SET TASK:
Copy out the stretch of rows from the line that begins "Challenge round — find the worker's" through the end of the rows, both ends included, and nothing else.

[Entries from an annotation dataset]
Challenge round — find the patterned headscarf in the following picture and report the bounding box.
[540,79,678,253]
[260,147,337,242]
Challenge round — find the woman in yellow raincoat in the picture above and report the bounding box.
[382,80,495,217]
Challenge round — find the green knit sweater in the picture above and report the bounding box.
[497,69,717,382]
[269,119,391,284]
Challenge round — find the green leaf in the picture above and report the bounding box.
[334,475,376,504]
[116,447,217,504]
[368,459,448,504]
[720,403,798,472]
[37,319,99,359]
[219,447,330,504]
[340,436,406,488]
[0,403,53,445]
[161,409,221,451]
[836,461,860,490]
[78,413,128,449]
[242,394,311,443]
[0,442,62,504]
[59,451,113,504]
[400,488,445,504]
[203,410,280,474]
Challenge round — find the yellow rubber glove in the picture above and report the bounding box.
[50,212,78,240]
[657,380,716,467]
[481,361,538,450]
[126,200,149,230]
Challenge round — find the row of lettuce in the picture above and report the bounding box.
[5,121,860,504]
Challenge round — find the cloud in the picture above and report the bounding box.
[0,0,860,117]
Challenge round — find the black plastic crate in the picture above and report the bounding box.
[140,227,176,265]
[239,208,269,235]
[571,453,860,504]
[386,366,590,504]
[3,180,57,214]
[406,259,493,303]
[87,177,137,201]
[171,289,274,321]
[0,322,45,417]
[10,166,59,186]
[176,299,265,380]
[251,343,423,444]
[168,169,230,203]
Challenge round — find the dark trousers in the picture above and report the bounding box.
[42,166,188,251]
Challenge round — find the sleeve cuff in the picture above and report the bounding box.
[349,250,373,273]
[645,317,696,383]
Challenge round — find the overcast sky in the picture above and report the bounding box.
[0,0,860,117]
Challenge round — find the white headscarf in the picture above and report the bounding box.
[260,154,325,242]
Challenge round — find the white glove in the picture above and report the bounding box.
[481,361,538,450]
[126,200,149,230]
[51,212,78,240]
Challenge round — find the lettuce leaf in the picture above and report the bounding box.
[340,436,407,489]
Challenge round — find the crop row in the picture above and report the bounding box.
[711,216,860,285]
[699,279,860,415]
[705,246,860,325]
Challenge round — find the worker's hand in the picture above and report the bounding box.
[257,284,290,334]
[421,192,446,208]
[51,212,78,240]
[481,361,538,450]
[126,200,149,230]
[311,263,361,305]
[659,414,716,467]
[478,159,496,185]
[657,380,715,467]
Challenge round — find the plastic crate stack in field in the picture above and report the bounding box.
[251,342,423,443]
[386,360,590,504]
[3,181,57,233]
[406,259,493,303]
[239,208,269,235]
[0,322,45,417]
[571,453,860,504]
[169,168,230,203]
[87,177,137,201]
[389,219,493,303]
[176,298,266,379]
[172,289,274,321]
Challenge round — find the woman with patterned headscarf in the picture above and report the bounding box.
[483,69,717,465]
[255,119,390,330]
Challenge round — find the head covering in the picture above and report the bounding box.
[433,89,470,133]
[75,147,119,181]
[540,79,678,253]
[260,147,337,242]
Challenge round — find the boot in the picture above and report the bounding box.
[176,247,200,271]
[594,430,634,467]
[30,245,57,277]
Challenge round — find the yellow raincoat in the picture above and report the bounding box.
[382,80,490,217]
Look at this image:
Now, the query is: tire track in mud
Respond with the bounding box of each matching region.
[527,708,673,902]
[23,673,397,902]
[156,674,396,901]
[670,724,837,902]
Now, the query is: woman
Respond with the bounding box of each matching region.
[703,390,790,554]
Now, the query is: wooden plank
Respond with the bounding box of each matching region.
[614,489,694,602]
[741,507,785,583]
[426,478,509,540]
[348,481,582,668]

RESPONSE TO THIS EXERCISE:
Challenge round — find the worker's hand in the picture above and report the bounding box.
[257,284,290,334]
[421,192,446,208]
[51,212,78,240]
[481,361,538,450]
[126,200,149,230]
[311,263,361,305]
[659,414,716,467]
[478,159,496,185]
[657,380,715,467]
Challenge round — find the plastic crate stack in field in the picture above and report the bounding box.
[251,342,423,443]
[386,360,590,504]
[3,181,57,233]
[406,259,493,303]
[239,208,269,235]
[0,322,45,417]
[571,453,860,504]
[169,168,230,203]
[87,177,137,201]
[389,219,493,303]
[176,298,266,379]
[172,289,274,321]
Challenge round — find the woman with patterned headscarf in the picture above and report the bounding box.
[483,69,717,465]
[255,119,390,330]
Challenge round — find the head covering in the picture above and report the bounding box.
[433,89,470,133]
[75,147,119,181]
[540,79,678,253]
[260,147,337,242]
Challenge round — find the boot in the picture above and report the bounding box.
[176,247,200,271]
[594,430,634,467]
[30,245,57,277]
Challenge round — find the yellow raincoat in the picture above and report the bounding box.
[382,80,490,217]
Look at this image:
Now, the query is: tire track in mud
Respond with the bounding box of each matching region.
[527,708,673,902]
[23,673,397,902]
[156,674,396,901]
[670,724,837,902]
Now, the query is: woman
Respond with the bounding box of each matching region.
[703,390,790,554]
Now, the query is: wooden plank
Respond with the bounding box of each matching region.
[614,489,694,602]
[741,507,785,583]
[426,478,509,540]
[348,481,582,668]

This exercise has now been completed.